• **The problem**:
Extract each line of the records below that contains the string "image". Case counts.
────────────────────────────────────────
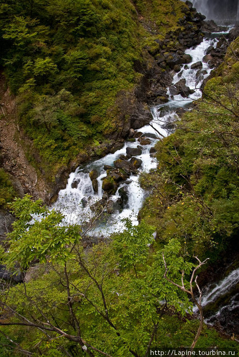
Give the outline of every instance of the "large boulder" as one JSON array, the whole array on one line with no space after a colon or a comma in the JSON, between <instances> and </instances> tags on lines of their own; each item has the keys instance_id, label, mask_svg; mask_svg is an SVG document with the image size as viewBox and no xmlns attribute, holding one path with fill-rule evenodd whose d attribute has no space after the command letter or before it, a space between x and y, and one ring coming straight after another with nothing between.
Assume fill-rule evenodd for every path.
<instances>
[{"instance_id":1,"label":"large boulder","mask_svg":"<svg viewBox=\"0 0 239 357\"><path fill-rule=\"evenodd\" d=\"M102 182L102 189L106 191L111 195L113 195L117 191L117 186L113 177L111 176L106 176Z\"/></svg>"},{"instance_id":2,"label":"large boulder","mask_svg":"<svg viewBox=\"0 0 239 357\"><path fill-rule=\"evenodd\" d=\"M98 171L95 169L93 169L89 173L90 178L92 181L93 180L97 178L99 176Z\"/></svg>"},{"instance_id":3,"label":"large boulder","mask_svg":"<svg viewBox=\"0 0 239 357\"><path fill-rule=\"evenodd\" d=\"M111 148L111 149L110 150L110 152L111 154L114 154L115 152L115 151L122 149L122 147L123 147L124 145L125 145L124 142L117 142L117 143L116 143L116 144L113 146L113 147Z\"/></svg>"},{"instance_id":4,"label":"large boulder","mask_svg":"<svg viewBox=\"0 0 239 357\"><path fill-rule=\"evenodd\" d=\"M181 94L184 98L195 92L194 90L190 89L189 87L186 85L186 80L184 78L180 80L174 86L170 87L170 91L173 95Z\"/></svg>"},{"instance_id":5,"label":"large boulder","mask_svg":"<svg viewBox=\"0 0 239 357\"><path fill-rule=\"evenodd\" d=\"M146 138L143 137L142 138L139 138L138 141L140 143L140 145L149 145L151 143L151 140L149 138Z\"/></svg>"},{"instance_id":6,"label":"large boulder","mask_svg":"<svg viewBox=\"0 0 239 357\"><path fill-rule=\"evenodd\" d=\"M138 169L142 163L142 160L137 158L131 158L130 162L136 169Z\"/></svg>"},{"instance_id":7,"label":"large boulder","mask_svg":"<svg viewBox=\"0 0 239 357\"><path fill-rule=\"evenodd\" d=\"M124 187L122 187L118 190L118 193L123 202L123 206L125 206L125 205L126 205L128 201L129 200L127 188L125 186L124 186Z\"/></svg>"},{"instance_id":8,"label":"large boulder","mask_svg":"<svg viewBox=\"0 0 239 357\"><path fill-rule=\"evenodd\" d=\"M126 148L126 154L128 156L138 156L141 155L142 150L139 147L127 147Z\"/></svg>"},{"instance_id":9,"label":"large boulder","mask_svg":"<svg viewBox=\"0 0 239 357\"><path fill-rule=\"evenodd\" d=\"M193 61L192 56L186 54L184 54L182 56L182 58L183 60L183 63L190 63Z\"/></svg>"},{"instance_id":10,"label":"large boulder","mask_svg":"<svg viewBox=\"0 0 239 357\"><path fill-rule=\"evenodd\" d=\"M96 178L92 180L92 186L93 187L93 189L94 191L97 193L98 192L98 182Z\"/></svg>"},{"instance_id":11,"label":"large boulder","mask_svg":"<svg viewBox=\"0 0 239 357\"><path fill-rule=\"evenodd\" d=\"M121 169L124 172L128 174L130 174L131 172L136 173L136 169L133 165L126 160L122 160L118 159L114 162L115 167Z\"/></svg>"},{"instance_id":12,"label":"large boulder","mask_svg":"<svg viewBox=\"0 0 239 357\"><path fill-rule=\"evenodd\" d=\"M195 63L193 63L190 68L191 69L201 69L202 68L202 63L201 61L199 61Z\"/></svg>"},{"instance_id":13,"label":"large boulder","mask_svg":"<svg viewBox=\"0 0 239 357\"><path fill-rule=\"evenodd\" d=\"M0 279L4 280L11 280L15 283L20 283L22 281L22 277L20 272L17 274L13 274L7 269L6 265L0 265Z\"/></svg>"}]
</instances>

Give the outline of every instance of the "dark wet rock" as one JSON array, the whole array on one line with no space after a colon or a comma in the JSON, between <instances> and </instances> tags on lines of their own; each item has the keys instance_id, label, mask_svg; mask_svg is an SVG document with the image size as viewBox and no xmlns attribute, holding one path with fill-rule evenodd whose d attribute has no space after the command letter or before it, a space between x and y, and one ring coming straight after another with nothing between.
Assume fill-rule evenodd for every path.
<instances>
────────────────────────────────────────
• **Reply to the task**:
Give the outline of every instance of the "large boulder" as one JSON array, the whole array on one line with no space after a colon or a comma in the JSON, between <instances> and </instances> tags on lines of their own; each item has the keys instance_id, label, mask_svg; mask_svg is an SVG document with the image size as viewBox and no xmlns attribute, holding one path with fill-rule evenodd whose d attribute has no space after the command letter or before it, a space between x and y, and one ring coming straight after another with nothing between.
Give the outline of every instance of the "dark wet rock" as one JSON array, the whole array on one line with no space after a colon or a comma in the JSON, between <instances> and </instances> tags on lines of their own; each item has the keys instance_id, label, mask_svg; mask_svg is an SVG document with the image size as viewBox and no xmlns attribute, holding one path with fill-rule evenodd whose d attribute has no space after the command letter or before it, a space between x and y, and one ring coming straight after another with nothing between.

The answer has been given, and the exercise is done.